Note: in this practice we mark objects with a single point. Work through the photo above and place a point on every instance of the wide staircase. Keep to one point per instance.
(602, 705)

__________

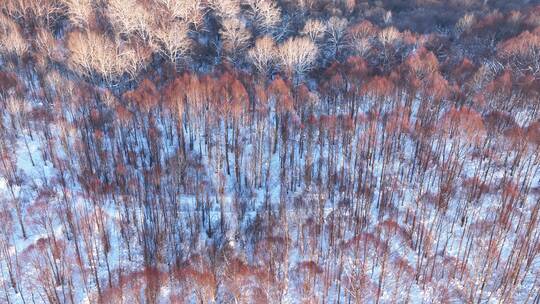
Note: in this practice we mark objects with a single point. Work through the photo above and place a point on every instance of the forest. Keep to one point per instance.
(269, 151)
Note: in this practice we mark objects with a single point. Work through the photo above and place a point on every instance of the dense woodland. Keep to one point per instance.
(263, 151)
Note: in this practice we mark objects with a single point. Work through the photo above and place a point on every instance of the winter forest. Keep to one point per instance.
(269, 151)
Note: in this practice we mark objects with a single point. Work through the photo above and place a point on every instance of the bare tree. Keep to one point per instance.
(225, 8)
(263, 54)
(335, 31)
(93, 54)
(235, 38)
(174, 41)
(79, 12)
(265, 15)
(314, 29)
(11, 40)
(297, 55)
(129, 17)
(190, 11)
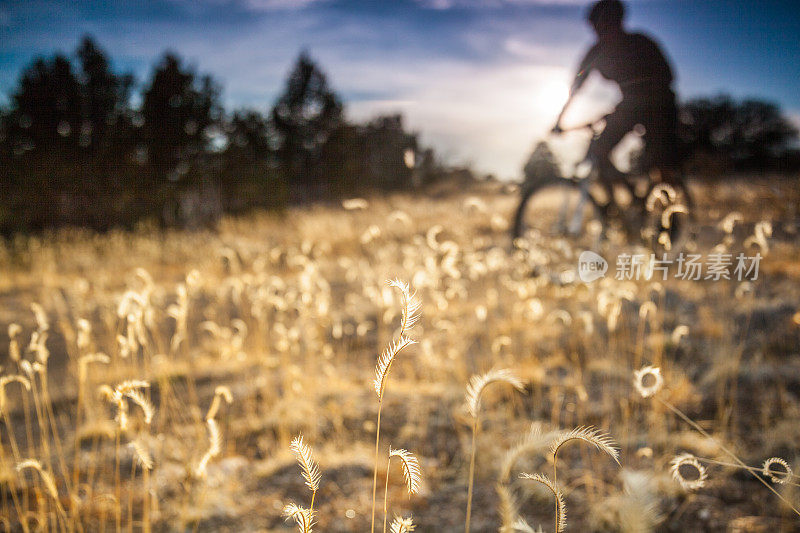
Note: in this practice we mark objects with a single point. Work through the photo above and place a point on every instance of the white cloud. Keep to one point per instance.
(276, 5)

__________

Objective
Collect every line from the rows above that contains the word "mark".

Task output
Note: in this practice we mark objects with a single point. Work through the photo above and place a point on every instance of the wide staircase. Keep to one point per instance.
Note: in this practice we mark objects with a single point. Work through the photo above and place a point on every instance of the forest. Keep to one point per instance.
Note: in this practice we mark objects with a single point. Work through the photo above and place a point on every instance of the dense woodland. Keep to one point per instance.
Note: in this practice we mark objects with a single point. Work through the photo above and place a point on every instance of the winter forest. Keep to one point per instance.
Note: in this practice we mark objects with a single point. Work through the photo above and place a point on every instance of the bare tree. Keep to one point per instance.
Note: in this practice we mark objects with a single point. Work through the photo above and place a point on every instance of the white cloud. Keep to one point per instance.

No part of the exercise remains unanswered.